● Exercise
Lines below that include "valued" are the answer; copy each one.

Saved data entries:
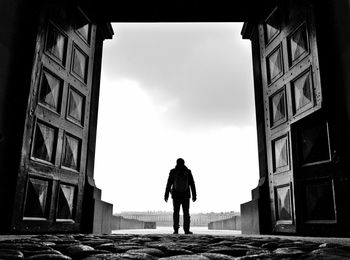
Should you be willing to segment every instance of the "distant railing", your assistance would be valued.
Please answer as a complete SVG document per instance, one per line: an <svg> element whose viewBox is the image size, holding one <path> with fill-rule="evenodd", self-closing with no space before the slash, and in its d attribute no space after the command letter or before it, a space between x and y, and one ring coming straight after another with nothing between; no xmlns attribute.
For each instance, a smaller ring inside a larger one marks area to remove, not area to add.
<svg viewBox="0 0 350 260"><path fill-rule="evenodd" d="M206 227L210 222L228 219L237 215L239 215L237 212L195 213L191 214L191 226ZM158 227L167 227L173 225L172 212L125 212L118 214L117 216L122 216L126 219L156 222ZM180 225L182 225L182 215L180 215Z"/></svg>

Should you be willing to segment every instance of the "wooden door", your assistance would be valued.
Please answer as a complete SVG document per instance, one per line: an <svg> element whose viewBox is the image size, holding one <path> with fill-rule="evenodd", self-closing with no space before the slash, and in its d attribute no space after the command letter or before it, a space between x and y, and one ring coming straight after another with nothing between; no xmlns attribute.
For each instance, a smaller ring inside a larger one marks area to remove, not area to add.
<svg viewBox="0 0 350 260"><path fill-rule="evenodd" d="M274 232L296 232L293 124L321 108L312 6L284 1L259 25L270 210Z"/></svg>
<svg viewBox="0 0 350 260"><path fill-rule="evenodd" d="M67 13L71 15L65 17ZM79 9L51 10L42 17L17 182L14 231L80 229L95 31L95 25Z"/></svg>

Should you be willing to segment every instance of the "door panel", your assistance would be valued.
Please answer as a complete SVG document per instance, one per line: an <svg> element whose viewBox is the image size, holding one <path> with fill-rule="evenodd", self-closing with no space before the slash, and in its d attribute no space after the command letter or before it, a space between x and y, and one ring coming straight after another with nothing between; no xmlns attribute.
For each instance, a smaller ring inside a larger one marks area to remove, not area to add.
<svg viewBox="0 0 350 260"><path fill-rule="evenodd" d="M293 224L293 202L291 183L275 186L276 221L281 224Z"/></svg>
<svg viewBox="0 0 350 260"><path fill-rule="evenodd" d="M45 179L28 178L24 206L24 219L47 220L49 218L51 183Z"/></svg>
<svg viewBox="0 0 350 260"><path fill-rule="evenodd" d="M74 12L69 24L44 14L39 28L13 222L21 232L80 227L96 29Z"/></svg>
<svg viewBox="0 0 350 260"><path fill-rule="evenodd" d="M331 224L337 222L334 181L331 178L317 178L304 183L305 209L303 219L308 224Z"/></svg>

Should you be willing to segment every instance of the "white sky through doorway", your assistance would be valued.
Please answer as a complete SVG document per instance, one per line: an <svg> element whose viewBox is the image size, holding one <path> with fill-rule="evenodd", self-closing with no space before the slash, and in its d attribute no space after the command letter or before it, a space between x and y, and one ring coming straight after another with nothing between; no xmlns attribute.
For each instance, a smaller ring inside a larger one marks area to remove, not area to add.
<svg viewBox="0 0 350 260"><path fill-rule="evenodd" d="M106 40L95 180L114 212L171 211L182 157L191 212L239 211L258 183L253 72L242 23L118 23Z"/></svg>

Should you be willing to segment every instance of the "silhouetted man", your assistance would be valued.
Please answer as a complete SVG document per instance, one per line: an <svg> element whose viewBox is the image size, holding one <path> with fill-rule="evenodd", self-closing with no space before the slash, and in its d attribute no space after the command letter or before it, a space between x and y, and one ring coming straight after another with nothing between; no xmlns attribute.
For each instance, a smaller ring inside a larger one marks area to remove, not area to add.
<svg viewBox="0 0 350 260"><path fill-rule="evenodd" d="M195 202L197 200L197 193L191 170L185 166L185 161L182 158L177 159L175 168L169 173L164 195L165 202L168 202L169 192L171 192L174 206L174 234L179 233L181 205L184 215L185 234L192 234L192 232L190 232L190 198L192 192L192 200Z"/></svg>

● Task output
Should you be willing to segment every instance of the "distant railing", your assistance would be valued.
Should you be willing to segment every instance of the "wooden door", your assistance would be valued.
Should you be willing to segment every instance of the "door panel", your assistance would be valued.
Should you be willing to segment every instance of the "white sky through doorway", your assistance would be valued.
Should you be willing to segment every instance of the "silhouetted man", your assistance would be valued.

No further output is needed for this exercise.